[Items listed in a dataset]
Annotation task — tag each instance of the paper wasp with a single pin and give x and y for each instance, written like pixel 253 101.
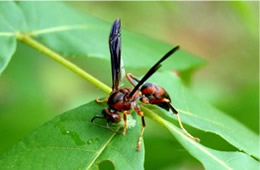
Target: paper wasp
pixel 125 99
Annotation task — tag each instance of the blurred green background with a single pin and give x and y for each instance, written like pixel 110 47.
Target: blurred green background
pixel 225 34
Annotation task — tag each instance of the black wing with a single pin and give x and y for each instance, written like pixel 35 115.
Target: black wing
pixel 115 52
pixel 153 70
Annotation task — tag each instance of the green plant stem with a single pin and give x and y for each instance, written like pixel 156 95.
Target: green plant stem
pixel 58 58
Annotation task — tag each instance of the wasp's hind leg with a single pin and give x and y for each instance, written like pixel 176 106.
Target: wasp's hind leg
pixel 180 122
pixel 130 77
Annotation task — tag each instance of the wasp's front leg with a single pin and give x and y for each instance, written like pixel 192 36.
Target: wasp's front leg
pixel 125 121
pixel 140 113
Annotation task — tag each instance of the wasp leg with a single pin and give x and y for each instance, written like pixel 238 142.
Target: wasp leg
pixel 180 122
pixel 140 113
pixel 102 101
pixel 109 128
pixel 125 121
pixel 130 77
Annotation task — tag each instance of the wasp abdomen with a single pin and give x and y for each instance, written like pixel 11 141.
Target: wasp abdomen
pixel 117 101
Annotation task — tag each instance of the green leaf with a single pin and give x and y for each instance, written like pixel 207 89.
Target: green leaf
pixel 70 141
pixel 9 23
pixel 198 114
pixel 210 158
pixel 8 47
pixel 76 35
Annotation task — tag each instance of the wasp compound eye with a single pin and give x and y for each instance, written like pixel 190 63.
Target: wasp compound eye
pixel 115 118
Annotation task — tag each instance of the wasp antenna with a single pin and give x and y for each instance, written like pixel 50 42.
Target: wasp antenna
pixel 115 52
pixel 146 76
pixel 172 108
pixel 153 69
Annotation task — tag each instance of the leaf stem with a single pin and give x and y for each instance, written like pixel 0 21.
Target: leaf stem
pixel 58 58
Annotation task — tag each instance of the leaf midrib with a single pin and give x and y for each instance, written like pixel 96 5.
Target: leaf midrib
pixel 100 151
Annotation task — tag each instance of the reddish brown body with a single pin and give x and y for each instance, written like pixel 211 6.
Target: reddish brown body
pixel 154 94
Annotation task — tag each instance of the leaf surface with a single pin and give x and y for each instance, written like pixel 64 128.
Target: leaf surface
pixel 199 114
pixel 210 158
pixel 70 141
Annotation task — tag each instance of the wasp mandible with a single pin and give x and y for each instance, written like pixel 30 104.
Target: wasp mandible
pixel 123 100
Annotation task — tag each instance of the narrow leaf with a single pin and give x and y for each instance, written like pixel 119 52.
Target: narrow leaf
pixel 200 115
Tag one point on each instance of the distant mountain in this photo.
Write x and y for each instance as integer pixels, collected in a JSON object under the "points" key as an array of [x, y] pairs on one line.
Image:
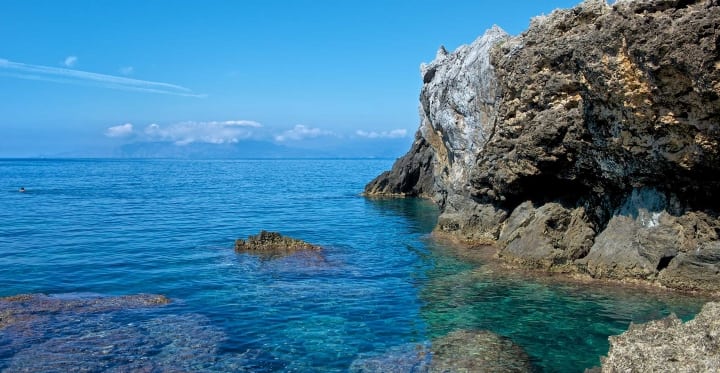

> [Work instructions]: Your task for the entries above: copy exactly the span starting with the line with "Target: leaf surface" and going on through the line with "Tag one point", both lines included, and nothing else.

> [Output]:
Target: leaf surface
pixel 199 114
pixel 210 158
pixel 70 141
Annotation task — tag each instance of the wasp mandible with a single pin and give x and y for each instance, written like pixel 30 104.
Target: wasp mandible
pixel 123 100
Annotation task — tag each instance of the narrow leaf with a single pin and give x and y for each instance, written like pixel 119 52.
Target: narrow leaf
pixel 200 115
Tag one point on each instance of the distant mountain in this photo.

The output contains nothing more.